WHAT THIS TASK INVOLVES
Copy all records verbatim, images excluded.

DATA PROVIDED START

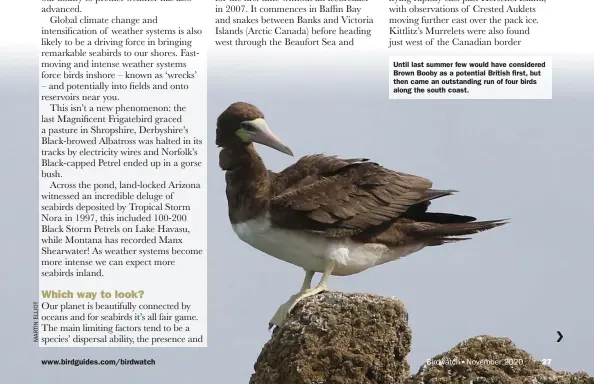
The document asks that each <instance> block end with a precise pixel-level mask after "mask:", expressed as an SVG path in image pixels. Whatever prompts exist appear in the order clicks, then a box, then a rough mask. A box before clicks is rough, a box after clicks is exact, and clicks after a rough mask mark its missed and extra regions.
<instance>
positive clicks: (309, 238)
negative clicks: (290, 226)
mask: <svg viewBox="0 0 594 384" xmlns="http://www.w3.org/2000/svg"><path fill="white" fill-rule="evenodd" d="M232 226H233V230H234V231H235V233H236V234H237V236H238V237H239V238H240V239H241V240H243V241H245V242H246V243H248V244H250V245H251V246H252V247H254V248H256V249H259V250H260V251H262V252H264V253H267V254H269V255H270V256H273V257H276V258H277V259H280V260H283V261H286V262H288V263H291V264H294V265H297V266H300V267H302V268H304V269H306V270H310V271H315V272H323V271H324V266H325V264H326V261H327V260H330V259H333V260H334V261H335V262H336V264H335V267H334V271H333V273H332V274H333V275H351V274H354V273H358V272H361V271H363V270H365V269H368V268H370V267H373V266H374V265H378V264H383V263H386V262H389V261H392V260H396V259H398V258H401V257H404V256H406V255H409V254H411V253H413V252H416V251H418V250H420V249H422V248H423V245H422V244H413V245H408V246H400V247H387V246H385V245H383V244H377V243H369V244H362V243H356V242H353V241H351V240H349V239H340V240H337V239H331V238H327V237H324V236H322V235H316V234H314V233H309V232H305V231H300V230H289V229H282V228H276V227H272V226H271V224H270V221H269V220H268V218H266V217H262V218H257V219H252V220H248V221H246V222H243V223H236V224H233V225H232Z"/></svg>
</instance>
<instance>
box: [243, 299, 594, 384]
mask: <svg viewBox="0 0 594 384" xmlns="http://www.w3.org/2000/svg"><path fill="white" fill-rule="evenodd" d="M410 344H411V331H410V329H409V328H408V314H407V313H406V310H405V308H404V306H403V305H402V303H401V302H400V301H398V300H397V299H394V298H385V297H380V296H374V295H365V294H346V293H339V292H325V293H322V294H319V295H316V296H314V297H310V298H307V299H305V300H303V301H302V302H301V303H299V304H298V305H297V306H296V307H295V309H294V310H293V312H292V313H291V315H290V316H289V318H288V319H287V321H286V322H285V323H284V324H283V326H282V327H279V328H277V329H275V330H274V332H273V334H272V338H271V339H270V341H268V342H267V343H266V345H265V346H264V348H263V349H262V352H261V353H260V356H259V357H258V360H257V361H256V364H255V366H254V369H255V372H254V374H253V375H252V377H251V379H250V384H400V383H403V384H446V383H448V384H450V383H460V384H528V383H530V384H553V383H557V384H594V378H592V377H590V376H588V375H587V374H586V373H584V372H580V373H574V374H572V373H568V372H558V371H554V370H553V369H551V368H550V367H549V366H547V365H543V364H542V363H541V362H540V361H537V360H534V358H533V357H532V356H531V355H530V354H528V352H526V351H523V350H522V349H520V348H518V347H516V346H515V345H514V344H513V343H512V341H511V340H509V339H507V338H497V337H492V336H477V337H473V338H471V339H468V340H466V341H463V342H462V343H460V344H458V345H457V346H455V347H454V348H452V349H451V350H450V351H448V352H445V353H442V354H440V355H437V356H435V357H434V358H433V359H431V360H430V361H429V362H428V363H425V364H423V366H422V367H421V368H420V369H419V371H418V373H416V374H415V375H413V376H410V373H409V365H408V363H407V361H406V355H407V354H408V353H409V351H410ZM440 362H441V364H440Z"/></svg>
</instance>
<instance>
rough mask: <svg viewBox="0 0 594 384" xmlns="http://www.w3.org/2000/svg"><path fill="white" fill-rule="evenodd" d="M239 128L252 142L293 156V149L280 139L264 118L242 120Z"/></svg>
mask: <svg viewBox="0 0 594 384" xmlns="http://www.w3.org/2000/svg"><path fill="white" fill-rule="evenodd" d="M241 128H242V130H243V131H244V134H246V135H247V136H248V137H249V138H250V139H251V140H252V141H253V142H254V143H259V144H262V145H265V146H267V147H270V148H273V149H276V150H277V151H280V152H282V153H285V154H287V155H290V156H293V151H291V148H289V147H288V146H287V145H285V143H283V142H282V141H281V139H279V138H278V136H276V135H275V134H274V132H272V130H271V129H270V128H269V127H268V124H267V123H266V120H264V119H261V118H260V119H255V120H251V121H244V122H242V123H241Z"/></svg>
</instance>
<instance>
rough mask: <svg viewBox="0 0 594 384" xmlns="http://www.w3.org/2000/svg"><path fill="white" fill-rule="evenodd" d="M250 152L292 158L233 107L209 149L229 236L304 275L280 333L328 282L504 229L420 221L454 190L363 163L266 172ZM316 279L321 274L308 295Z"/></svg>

DATA PROVIDED END

ANSWER SECTION
The document asks that each <instance> block end with a precise pixel-level mask after "mask:", expressed as an SVG path in image pixels. Whatever prompts exist appear in the order clicks, then a box, then a rough mask. A box before clicks is rough, a box after clicks is exact, and clicks after a rough mask mark its missed and extra regions.
<instance>
positive clicks: (309, 238)
negative clicks: (290, 226)
mask: <svg viewBox="0 0 594 384" xmlns="http://www.w3.org/2000/svg"><path fill="white" fill-rule="evenodd" d="M232 226H233V230H234V231H235V233H236V234H237V236H238V237H239V238H240V239H241V240H243V241H245V242H246V243H248V244H250V245H251V246H252V247H254V248H256V249H259V250H260V251H262V252H264V253H267V254H269V255H270V256H273V257H276V258H277V259H280V260H283V261H286V262H288V263H291V264H294V265H297V266H300V267H302V268H304V269H306V270H310V271H315V272H323V271H324V266H325V264H326V261H327V260H330V259H333V260H334V261H335V262H336V264H335V267H334V271H333V273H332V274H333V275H351V274H354V273H358V272H361V271H363V270H365V269H368V268H370V267H373V266H374V265H378V264H383V263H386V262H389V261H392V260H396V259H398V258H401V257H404V256H406V255H409V254H411V253H413V252H416V251H418V250H420V249H422V248H423V245H422V244H413V245H408V246H400V247H387V246H385V245H383V244H377V243H369V244H362V243H356V242H353V241H351V240H349V239H340V240H337V239H331V238H327V237H324V236H322V235H316V234H314V233H309V232H305V231H300V230H289V229H282V228H276V227H272V226H271V224H270V221H269V220H268V218H266V217H262V218H257V219H252V220H248V221H246V222H243V223H236V224H233V225H232Z"/></svg>
</instance>
<instance>
box: [243, 299, 594, 384]
mask: <svg viewBox="0 0 594 384" xmlns="http://www.w3.org/2000/svg"><path fill="white" fill-rule="evenodd" d="M410 344H411V331H410V329H409V328H408V314H407V313H406V310H405V308H404V306H403V305H402V303H401V302H400V301H398V300H397V299H394V298H385V297H380V296H374V295H365V294H346V293H339V292H325V293H322V294H319V295H316V296H314V297H310V298H307V299H305V300H303V301H302V302H301V303H299V304H298V305H297V306H296V307H295V309H294V310H293V312H292V313H291V315H290V316H289V318H288V319H287V321H286V322H285V323H284V324H283V326H282V327H279V328H277V329H275V330H274V332H273V334H272V338H271V339H270V341H268V342H267V343H266V345H265V346H264V348H263V349H262V352H261V353H260V356H259V357H258V360H257V361H256V364H255V366H254V369H255V372H254V374H253V375H252V377H251V379H250V384H400V383H403V384H446V383H448V384H450V383H460V384H528V383H530V384H553V383H557V384H594V378H592V377H590V376H588V375H587V374H586V373H584V372H580V373H574V374H572V373H568V372H558V371H554V370H553V369H551V368H550V367H549V366H547V365H543V364H542V363H541V362H540V361H537V360H534V358H533V357H532V356H531V355H530V354H528V352H526V351H523V350H522V349H520V348H518V347H516V346H515V345H514V344H513V343H512V341H511V340H509V339H507V338H497V337H492V336H477V337H473V338H471V339H468V340H466V341H463V342H462V343H460V344H458V345H457V346H455V347H454V348H452V349H451V350H450V351H448V352H445V353H442V354H440V355H437V356H435V357H434V358H433V359H431V360H430V361H429V362H428V363H425V364H423V366H422V367H421V368H420V369H419V371H418V373H416V374H415V375H413V376H410V373H409V365H408V363H407V361H406V355H407V354H408V353H409V351H410ZM440 362H441V364H440Z"/></svg>
</instance>
<instance>
rough mask: <svg viewBox="0 0 594 384" xmlns="http://www.w3.org/2000/svg"><path fill="white" fill-rule="evenodd" d="M239 128L252 142L293 156V149L280 139L264 118L242 120Z"/></svg>
mask: <svg viewBox="0 0 594 384" xmlns="http://www.w3.org/2000/svg"><path fill="white" fill-rule="evenodd" d="M241 128H242V130H243V131H244V134H246V135H247V136H248V137H249V138H250V139H251V140H252V141H253V142H254V143H259V144H262V145H265V146H267V147H270V148H273V149H276V150H277V151H280V152H282V153H285V154H287V155H290V156H293V151H291V148H289V147H288V146H287V145H285V143H283V142H282V141H281V139H279V138H278V136H276V135H275V134H274V132H272V130H271V129H270V128H269V127H268V124H267V123H266V120H264V119H261V118H260V119H255V120H251V121H244V122H242V123H241Z"/></svg>
</instance>
<instance>
rough mask: <svg viewBox="0 0 594 384" xmlns="http://www.w3.org/2000/svg"><path fill="white" fill-rule="evenodd" d="M250 152L292 158L233 107L209 149L229 236L304 275L280 333L328 282L504 229L420 221L454 190L363 163L266 172ZM316 279L321 274L308 295Z"/></svg>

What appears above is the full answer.